Write the next part of the fireworks law and safety guide below, picking up after its last sentence.

[START OF Source document]

Fireworks night should be a fun family occasion. But there is legislation in place to ensure that people don’t get hurt. Here’s what you need to know.


Fireworks Law

Fireworks can reach temperatures more than 15 times hotter than boiling water. As such, it’s important that you use them in a responsible manner. The following laws were created to help keep the public safe.

 Under-18s are not allowed to buy or carry fireworks (including sparklers)

• It is an offence to tamper with or modify fireworks

• You can only buy fireworks (including sparklers) from registered sellers for private use on these dates:

      • 15 October to 10 November
      • 26 to 31 of December
      • Three days before Diwali and Chinese New Year

 At other times, you can only buy fireworks from licensed shops

 You are not allowed to set off fireworks between 11pm and 7am – except for on Bonfire night (when the cut off is mid-night), New Year’s Eve, Diwali and Chinese New Year (when the cut off is 1am)

 Category 1 (indoor), Category 2 (garden) and Category 3 (display) fireworks can be purchased and used by anyone over the age of 18. Category 4 (professional) fireworks are available only to professionals.

 It is illegal to set off fireworks or sparklers in the street or in a public place.

 Those caught selling or using fireworks illegally can be fined up to £5,000 and imprisoned for up to 6 months. You may also get an on-the-spot fine of £90.

Additionally, your council may have local rules regarding fireworks. Check with your council to find out whether any affect you.


Fireworks Safety

The Royal Society for the Prevention of Accidents (ROSPA) suggests the following fireworks safety code.

 Plan your firework display to make it safe and enjoyable

 Keep fireworks in a closed box and use them one at a time

• Read and follow the instructions on each firework, using a torch if necessary

• Light the firework at arm’s length with a taper and stand well back

 Keep naked flames, including cigarettes, away from fireworks

• Never return to a firework once it has been lit

 Don’t put fireworks in pockets and don’t throw them

 Direct any rocket fireworks well away from spectators

In addition to these, we’ll add a couple of our own to the list:

• Don’t drink any alcohol until after all the fireworks have been set off

 Make sure you wear eye protection and gloves

 Keep a bucket or two of water on hand


Fireworks Advice for Pet Owners

Many animals do not enjoy fireworks. Unfortunately, even if you’re not planning to set fireworks off yourself, your pet will likely be affected by fireworks on Guy Fawkes night.

[END OF Source document]
[START OF Source material]

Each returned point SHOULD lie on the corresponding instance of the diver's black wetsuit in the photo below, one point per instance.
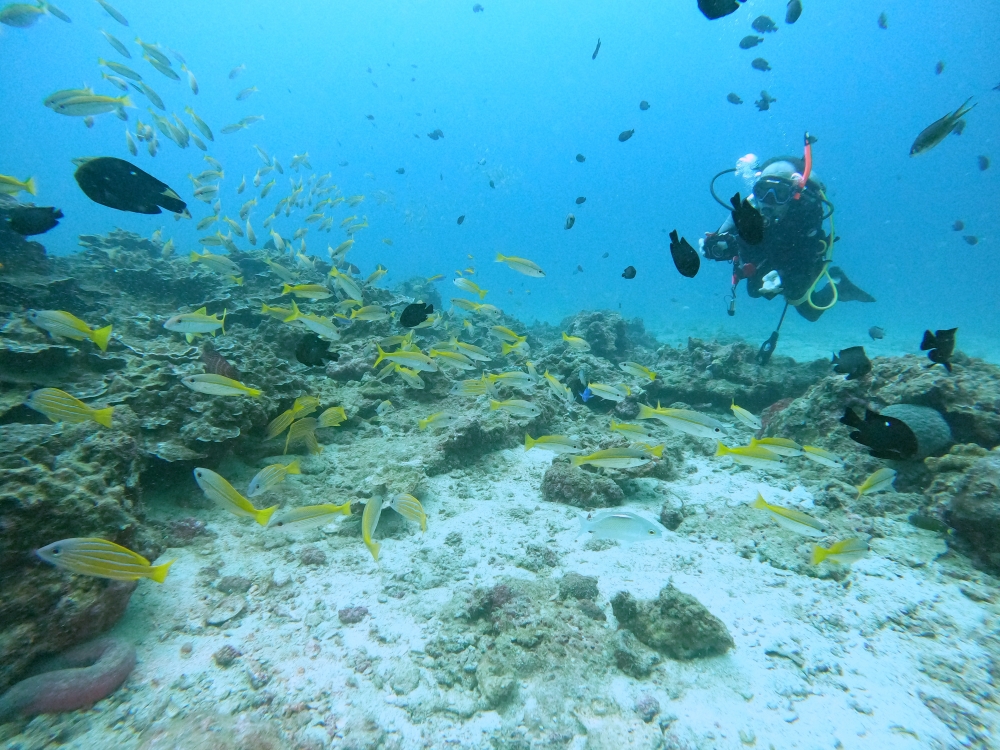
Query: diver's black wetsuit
(794, 247)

[END OF Source material]

**Task answer:**
• Keep dogs and cats inside when fireworks are being let off

• Walk your dog early in the day – before fireworks are being launched

• Close windows and doors to keep noise to a minimum; lock cat flaps to prevent your pet getting out

• Create a “den” or a safe space where your pet will feel secure and comfortable.

• Leave your pet to it – whether it’s pacing, whining, barking, meowing or hiding, your pet is just trying to find safety

• Stay calm and act normally, giving lots of praise. If your pet responds well to strokes and cuddles, do it. If your pet would rather be left alone, don’t pester it.

• Avoid leaving your pet alone when fireworks are being set off.

• Don’t get angry with your pet if they act destructively or soil themselves. They are acting from fear, and chastising them will only further stress them.


Bonfire Law

Contrary to popular opinion, it is not illegal to have a bonfire. However, legislation exists to ensure fires are safe and to prevent them from becoming a nuisance. Here are some bonfire dos and don’ts.

• Do tell your neighbours beforehand if you’re planning to have a bonfire

• Do keep a bucket of water or garden hose nearby in case of emergencies

• Do keep children and pets away from your fire

• Do ensure a responsible adult is present the entire time the fire is burning

• Do build your bonfire away from any sheds, fences or trees

• Do spray embers with water to ensure the fire has been completely extinguished

• Don’t light a bonfire near a road – smoke may drift across and make driving dangerous

• Don’t burn household waste – it can cause pollution and potentially harm people’s health. This applies especially to aerosols, tyres, canisters or anything containing foam or paint

• Don’t use petrol or paraffin to get a bonfire going

• Don’t light a bonfire beneath cables such as telephone lines

• Don’t leave your bonfire unattended

• Don’t burn damp materials since they will cause excessive amounts of smoke

If someone has lit a bonfire that you deem to be a nuisance, contact the police. The fine for building a nuisance fire is up to £5,000.

Churchill Security is an established British security provider. We supply tailored security solutions to a range of industries. All of our security guards are highly-trained and SIA licensed.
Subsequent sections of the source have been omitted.